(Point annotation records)
------------------------------------------------

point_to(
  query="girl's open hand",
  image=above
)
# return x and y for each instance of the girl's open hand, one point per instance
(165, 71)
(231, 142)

------------------------------------------------

● What is required:
Reproduce the material above word for word, keeping every line.

● Response to the task:
point_to(
  query="girl's open hand",
  image=above
)
# return x and y for each instance of the girl's open hand, one point per instance
(165, 71)
(231, 142)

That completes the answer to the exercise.